== DATA TO EXAMINE ==
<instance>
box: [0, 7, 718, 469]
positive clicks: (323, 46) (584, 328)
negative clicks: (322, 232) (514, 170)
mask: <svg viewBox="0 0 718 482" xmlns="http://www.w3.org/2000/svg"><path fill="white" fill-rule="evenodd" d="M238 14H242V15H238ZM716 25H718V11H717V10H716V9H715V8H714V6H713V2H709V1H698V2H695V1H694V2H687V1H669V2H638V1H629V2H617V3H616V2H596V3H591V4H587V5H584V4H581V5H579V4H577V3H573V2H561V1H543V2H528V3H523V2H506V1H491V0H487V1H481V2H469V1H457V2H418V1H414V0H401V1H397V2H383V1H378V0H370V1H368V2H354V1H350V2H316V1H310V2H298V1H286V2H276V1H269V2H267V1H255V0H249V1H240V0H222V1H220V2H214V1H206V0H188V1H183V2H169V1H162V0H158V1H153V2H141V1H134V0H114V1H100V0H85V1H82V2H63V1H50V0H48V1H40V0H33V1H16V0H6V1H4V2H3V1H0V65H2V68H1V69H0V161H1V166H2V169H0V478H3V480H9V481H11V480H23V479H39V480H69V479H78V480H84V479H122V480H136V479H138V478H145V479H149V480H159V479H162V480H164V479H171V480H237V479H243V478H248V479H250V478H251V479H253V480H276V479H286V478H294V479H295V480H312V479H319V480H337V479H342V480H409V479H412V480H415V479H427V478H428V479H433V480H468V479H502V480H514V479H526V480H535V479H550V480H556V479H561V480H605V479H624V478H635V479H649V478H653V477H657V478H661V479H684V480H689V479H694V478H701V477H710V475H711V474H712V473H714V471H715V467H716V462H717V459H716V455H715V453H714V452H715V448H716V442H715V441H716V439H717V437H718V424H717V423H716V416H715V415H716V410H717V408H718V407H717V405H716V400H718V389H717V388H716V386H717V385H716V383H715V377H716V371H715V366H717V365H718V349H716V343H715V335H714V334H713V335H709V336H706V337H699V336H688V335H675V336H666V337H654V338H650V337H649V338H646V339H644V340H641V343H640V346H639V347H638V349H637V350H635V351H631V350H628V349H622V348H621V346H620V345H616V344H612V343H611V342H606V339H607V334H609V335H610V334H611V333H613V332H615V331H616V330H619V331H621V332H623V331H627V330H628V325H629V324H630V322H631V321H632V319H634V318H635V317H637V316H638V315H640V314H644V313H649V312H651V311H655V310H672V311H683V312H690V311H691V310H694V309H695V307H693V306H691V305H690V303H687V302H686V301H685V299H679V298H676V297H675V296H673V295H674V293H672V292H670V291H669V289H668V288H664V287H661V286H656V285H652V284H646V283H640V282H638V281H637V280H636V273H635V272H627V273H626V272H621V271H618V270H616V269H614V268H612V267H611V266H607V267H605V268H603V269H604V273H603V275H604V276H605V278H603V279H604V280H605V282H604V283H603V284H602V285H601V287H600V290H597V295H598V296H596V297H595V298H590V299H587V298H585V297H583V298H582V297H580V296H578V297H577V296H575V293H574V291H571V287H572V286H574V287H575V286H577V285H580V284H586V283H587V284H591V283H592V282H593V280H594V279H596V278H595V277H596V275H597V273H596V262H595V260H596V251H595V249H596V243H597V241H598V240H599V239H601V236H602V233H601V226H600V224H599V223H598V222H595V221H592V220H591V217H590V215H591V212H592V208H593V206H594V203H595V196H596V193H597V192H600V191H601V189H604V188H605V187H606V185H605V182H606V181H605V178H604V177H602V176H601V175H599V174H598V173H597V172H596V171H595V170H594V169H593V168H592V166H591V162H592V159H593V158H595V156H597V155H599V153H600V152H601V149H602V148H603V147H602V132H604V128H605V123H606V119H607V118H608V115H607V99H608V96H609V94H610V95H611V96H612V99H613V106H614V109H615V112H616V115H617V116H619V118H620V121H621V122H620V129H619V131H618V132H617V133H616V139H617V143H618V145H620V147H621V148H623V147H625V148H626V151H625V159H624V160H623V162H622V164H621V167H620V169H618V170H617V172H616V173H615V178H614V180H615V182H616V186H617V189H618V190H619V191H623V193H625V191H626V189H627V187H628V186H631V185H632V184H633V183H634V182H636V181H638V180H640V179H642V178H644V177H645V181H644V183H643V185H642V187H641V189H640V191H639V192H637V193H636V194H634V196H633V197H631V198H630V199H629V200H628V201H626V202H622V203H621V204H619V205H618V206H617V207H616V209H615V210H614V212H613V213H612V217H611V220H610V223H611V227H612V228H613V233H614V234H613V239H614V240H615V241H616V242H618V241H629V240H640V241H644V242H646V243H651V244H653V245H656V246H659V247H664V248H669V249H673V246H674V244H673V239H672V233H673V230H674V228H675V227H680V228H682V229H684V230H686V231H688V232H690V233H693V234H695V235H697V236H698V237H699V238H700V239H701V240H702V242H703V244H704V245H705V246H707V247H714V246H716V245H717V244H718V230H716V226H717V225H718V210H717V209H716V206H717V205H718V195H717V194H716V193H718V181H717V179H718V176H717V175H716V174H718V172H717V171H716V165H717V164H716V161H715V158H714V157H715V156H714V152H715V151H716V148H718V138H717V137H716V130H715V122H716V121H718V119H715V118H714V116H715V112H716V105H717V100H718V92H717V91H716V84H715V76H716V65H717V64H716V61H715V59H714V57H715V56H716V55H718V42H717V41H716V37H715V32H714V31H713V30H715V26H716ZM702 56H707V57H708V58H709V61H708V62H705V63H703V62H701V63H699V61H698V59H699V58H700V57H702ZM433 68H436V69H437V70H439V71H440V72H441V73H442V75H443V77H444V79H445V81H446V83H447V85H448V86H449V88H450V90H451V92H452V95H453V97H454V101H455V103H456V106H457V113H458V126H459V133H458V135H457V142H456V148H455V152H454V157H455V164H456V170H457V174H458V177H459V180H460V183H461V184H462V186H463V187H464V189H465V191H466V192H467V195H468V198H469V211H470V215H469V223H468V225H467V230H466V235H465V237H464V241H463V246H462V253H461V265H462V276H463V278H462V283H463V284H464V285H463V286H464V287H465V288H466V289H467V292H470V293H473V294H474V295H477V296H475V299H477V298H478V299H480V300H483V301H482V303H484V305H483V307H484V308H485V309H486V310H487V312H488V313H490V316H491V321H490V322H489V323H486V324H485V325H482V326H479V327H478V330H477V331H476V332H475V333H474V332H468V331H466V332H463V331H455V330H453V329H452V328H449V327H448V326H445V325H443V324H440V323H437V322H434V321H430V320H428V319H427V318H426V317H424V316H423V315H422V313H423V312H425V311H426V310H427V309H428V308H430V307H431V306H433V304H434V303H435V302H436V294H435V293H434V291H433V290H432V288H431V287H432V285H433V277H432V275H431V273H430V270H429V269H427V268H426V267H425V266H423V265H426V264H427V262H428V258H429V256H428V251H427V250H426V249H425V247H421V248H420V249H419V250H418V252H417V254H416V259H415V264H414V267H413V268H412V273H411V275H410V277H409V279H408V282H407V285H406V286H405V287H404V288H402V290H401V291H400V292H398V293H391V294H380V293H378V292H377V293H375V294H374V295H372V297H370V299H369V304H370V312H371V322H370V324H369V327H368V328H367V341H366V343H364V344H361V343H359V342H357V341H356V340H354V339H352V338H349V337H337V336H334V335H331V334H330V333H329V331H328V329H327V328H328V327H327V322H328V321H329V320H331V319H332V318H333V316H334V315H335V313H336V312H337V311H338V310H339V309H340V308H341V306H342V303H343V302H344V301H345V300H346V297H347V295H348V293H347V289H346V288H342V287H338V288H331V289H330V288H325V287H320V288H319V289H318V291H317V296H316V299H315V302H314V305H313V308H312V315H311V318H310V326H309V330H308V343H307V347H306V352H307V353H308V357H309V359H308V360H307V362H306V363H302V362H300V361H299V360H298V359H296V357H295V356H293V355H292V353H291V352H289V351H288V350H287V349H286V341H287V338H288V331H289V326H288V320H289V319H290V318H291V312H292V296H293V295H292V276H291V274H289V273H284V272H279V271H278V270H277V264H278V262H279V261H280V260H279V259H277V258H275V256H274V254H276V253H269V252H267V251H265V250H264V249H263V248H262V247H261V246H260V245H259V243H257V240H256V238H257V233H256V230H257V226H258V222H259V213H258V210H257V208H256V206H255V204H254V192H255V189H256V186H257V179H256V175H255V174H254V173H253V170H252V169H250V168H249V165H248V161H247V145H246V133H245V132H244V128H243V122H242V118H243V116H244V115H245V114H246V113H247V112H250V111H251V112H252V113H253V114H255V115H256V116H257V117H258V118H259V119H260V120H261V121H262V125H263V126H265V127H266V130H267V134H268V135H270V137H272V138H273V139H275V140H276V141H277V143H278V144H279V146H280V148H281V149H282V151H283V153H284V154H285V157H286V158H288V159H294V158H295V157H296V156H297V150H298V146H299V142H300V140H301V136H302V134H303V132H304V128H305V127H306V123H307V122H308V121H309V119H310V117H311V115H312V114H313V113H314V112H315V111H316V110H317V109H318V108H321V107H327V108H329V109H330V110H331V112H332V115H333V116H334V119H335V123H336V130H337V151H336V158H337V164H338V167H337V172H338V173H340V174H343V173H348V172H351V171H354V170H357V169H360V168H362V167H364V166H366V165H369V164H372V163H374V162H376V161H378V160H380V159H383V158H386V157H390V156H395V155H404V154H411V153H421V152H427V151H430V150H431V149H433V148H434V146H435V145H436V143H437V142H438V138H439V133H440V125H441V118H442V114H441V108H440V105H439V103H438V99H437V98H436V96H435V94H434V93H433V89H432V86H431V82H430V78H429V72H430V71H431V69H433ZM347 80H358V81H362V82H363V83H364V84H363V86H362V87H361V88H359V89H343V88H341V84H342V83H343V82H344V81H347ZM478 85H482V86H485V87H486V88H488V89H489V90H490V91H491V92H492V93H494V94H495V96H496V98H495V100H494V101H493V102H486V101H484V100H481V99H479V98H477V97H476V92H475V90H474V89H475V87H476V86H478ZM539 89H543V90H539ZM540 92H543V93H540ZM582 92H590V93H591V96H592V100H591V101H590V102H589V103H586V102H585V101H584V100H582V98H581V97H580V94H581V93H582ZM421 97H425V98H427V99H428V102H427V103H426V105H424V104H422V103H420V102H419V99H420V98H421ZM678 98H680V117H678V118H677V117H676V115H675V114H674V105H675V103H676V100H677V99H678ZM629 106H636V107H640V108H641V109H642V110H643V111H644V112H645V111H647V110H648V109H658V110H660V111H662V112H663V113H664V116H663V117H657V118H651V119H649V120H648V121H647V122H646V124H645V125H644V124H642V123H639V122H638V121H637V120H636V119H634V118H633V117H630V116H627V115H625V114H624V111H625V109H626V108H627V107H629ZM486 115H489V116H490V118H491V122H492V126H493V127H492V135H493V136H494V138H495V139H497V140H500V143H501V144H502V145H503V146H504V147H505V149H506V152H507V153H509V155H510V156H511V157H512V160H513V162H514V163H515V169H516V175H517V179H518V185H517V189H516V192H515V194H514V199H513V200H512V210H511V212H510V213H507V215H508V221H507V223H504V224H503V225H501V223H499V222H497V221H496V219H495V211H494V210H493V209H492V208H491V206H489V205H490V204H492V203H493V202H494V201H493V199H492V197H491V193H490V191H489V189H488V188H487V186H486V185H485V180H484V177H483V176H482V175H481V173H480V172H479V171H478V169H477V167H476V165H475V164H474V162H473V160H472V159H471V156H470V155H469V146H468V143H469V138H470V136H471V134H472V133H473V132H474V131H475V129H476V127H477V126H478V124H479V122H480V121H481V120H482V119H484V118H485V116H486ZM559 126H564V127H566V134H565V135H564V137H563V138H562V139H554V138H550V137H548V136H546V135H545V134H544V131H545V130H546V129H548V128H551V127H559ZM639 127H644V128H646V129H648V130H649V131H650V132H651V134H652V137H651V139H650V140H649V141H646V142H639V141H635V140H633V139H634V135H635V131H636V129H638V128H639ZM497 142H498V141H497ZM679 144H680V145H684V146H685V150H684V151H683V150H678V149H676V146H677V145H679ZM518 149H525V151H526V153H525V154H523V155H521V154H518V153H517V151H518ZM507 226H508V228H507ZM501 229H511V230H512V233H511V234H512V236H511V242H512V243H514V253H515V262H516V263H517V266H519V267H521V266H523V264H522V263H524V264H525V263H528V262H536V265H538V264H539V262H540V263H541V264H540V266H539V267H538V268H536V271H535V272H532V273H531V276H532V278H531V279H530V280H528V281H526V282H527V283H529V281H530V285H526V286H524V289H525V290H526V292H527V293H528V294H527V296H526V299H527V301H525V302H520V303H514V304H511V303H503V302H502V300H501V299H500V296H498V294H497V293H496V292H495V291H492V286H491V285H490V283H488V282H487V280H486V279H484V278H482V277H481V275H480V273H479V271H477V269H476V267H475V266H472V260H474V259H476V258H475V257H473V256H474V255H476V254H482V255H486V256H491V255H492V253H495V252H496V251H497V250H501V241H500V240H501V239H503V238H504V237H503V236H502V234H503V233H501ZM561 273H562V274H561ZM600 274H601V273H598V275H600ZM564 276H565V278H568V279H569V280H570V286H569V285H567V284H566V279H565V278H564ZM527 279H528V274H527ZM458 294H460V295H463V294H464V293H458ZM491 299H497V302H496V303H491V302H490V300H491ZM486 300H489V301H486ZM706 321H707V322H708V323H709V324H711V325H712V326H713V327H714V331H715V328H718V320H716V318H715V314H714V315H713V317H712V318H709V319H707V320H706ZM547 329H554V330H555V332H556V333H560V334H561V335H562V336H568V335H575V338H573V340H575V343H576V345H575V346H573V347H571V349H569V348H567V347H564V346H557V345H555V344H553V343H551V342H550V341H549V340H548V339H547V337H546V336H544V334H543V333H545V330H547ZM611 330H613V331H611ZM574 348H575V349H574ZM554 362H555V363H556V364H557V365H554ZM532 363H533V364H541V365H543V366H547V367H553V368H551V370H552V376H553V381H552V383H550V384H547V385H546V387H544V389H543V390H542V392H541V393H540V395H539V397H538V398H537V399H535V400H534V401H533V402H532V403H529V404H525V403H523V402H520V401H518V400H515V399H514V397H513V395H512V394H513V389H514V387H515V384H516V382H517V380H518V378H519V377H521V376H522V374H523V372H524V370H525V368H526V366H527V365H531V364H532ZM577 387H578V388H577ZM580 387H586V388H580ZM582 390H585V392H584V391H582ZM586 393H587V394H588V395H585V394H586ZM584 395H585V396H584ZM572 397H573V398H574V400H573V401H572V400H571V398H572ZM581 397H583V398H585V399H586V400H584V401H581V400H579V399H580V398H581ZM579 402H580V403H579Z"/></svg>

== WHAT NEEDS TO BE DONE ==
Render the lines of the items as a numbered list, starting at the first line and ending at the line that contains "negative clicks: (322, 232) (514, 170)", leaving out any blank lines.

== TASK RESPONSE ==
1. <instance>
2. box: [0, 7, 718, 469]
3. positive clicks: (323, 46) (584, 328)
4. negative clicks: (322, 232) (514, 170)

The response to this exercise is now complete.